**Passage provided:**
## BEGIN
April 17, 2024

Scaling and Governing Robinhood’s Data Lakehouse

Scaling and Governing Robinhood’s Data Lakehouse

In a detailed and deeply technical talk given at the Open Source Data Summit 2023, we learned how Apache Hudi supports critical processes and governance at scale in Robinhood’s data lakehouse. View the full talk or read below for an overview. 

In their talk, Robinhood team members Balaji Varadarajan, Senior Staff Engineer, and Pritam Dey, Tech Lead, described their company’s data lakehouse implementation. We learned how Robinhood’s lean data team has been relying heavily on Apache Hudi and related OSS services to handle exponential growth into the multi-petabyte scale. 

Key takeaways include details of their tiered architecture implementation; how the same architecture can be applied to track metadata and meet related SLAs (such as for data freshness); and how GDPR compliance and other data governance processes can be efficiently implemented at scale.
## END
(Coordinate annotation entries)
## BEGIN
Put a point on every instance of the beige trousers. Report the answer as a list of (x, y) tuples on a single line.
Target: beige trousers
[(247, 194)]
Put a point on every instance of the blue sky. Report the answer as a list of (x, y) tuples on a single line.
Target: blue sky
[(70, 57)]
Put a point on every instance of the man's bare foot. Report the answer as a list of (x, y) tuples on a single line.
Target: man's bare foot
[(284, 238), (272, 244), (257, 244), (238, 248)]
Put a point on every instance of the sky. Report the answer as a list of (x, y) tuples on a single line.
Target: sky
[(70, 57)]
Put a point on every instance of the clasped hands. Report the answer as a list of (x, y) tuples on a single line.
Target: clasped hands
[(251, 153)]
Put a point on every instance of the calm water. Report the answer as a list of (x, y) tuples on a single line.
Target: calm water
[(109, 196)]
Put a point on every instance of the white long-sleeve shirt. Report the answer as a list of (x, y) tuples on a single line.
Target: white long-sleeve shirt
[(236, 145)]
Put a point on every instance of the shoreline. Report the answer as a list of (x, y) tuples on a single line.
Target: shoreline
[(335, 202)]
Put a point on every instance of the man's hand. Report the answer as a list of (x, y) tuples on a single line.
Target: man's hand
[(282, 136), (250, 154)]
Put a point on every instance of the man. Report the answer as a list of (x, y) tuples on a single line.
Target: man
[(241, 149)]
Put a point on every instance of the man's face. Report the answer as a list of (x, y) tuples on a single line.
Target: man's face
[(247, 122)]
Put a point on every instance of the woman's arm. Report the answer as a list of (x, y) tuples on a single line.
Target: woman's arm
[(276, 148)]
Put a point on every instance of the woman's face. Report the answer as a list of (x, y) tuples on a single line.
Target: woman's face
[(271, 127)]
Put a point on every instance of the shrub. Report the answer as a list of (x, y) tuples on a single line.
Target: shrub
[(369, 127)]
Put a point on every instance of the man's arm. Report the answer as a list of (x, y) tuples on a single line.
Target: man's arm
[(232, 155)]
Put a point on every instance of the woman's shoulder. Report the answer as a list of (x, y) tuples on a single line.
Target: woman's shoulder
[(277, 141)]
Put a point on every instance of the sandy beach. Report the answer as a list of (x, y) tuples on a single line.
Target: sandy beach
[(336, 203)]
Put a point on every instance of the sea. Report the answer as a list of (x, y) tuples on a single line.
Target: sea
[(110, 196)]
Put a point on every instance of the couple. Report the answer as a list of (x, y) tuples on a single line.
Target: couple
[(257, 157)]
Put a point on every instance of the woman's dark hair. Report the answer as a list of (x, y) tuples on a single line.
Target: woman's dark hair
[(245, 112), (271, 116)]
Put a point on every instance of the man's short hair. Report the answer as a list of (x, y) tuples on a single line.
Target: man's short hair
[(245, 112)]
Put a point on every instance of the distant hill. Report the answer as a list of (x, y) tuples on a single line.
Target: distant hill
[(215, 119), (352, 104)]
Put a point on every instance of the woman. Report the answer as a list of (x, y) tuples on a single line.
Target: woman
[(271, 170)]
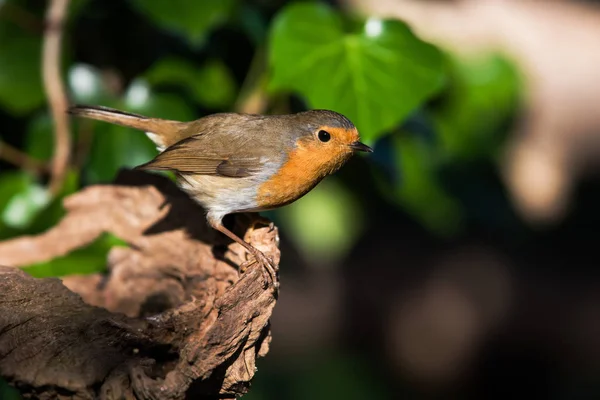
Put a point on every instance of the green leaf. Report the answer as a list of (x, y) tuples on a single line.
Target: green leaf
[(86, 260), (211, 85), (419, 190), (115, 147), (482, 96), (330, 210), (20, 78), (375, 75), (54, 211), (22, 199), (192, 19), (39, 137)]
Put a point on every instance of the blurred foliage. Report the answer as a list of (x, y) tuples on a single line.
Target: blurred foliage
[(375, 74), (425, 111)]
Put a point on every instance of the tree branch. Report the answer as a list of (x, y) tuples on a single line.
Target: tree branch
[(173, 320), (55, 91)]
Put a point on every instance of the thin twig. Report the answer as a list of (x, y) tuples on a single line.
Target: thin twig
[(55, 90), (20, 159), (253, 98)]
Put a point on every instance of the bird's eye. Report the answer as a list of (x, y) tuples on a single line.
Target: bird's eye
[(324, 136)]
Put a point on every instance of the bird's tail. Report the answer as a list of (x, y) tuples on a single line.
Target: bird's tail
[(160, 131)]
## END
**What you will do:** Reproduce verbatim the passage of the article on Robinhood's data lakehouse from "April 17, 2024" up to and including "the multi-petabyte scale.".

**Complete answer:**
April 17, 2024

Scaling and Governing Robinhood’s Data Lakehouse

Scaling and Governing Robinhood’s Data Lakehouse

In a detailed and deeply technical talk given at the Open Source Data Summit 2023, we learned how Apache Hudi supports critical processes and governance at scale in Robinhood’s data lakehouse. View the full talk or read below for an overview. 

In their talk, Robinhood team members Balaji Varadarajan, Senior Staff Engineer, and Pritam Dey, Tech Lead, described their company’s data lakehouse implementation. We learned how Robinhood’s lean data team has been relying heavily on Apache Hudi and related OSS services to handle exponential growth into the multi-petabyte scale.